EXERCISE DESCRIPTION:
Collect every line of the records that contains the string "shirt", matching case exactly.
◇ ◇ ◇
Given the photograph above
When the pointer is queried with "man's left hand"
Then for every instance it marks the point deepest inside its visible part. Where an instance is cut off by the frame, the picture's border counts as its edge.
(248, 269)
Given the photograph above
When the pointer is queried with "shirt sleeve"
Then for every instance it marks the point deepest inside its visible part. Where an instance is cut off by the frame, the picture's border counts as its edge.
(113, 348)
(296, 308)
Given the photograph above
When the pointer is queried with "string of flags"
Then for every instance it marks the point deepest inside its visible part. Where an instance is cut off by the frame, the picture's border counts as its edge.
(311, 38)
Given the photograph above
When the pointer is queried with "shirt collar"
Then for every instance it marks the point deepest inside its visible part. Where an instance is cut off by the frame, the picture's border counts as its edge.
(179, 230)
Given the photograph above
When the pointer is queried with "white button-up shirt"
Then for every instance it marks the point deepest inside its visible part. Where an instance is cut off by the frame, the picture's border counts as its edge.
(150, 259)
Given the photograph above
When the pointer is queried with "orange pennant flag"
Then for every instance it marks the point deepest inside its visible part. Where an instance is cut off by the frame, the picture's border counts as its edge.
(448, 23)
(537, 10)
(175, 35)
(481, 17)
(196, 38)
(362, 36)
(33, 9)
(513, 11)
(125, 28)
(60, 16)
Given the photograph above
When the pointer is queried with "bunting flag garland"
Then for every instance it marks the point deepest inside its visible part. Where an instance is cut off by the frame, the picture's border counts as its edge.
◇ ◇ ◇
WORKED ANSWER:
When the pointer is queried with "shirt sleeve"
When the pointer is queried with "shirt collar"
When the pointer is queried with "white button-up shirt"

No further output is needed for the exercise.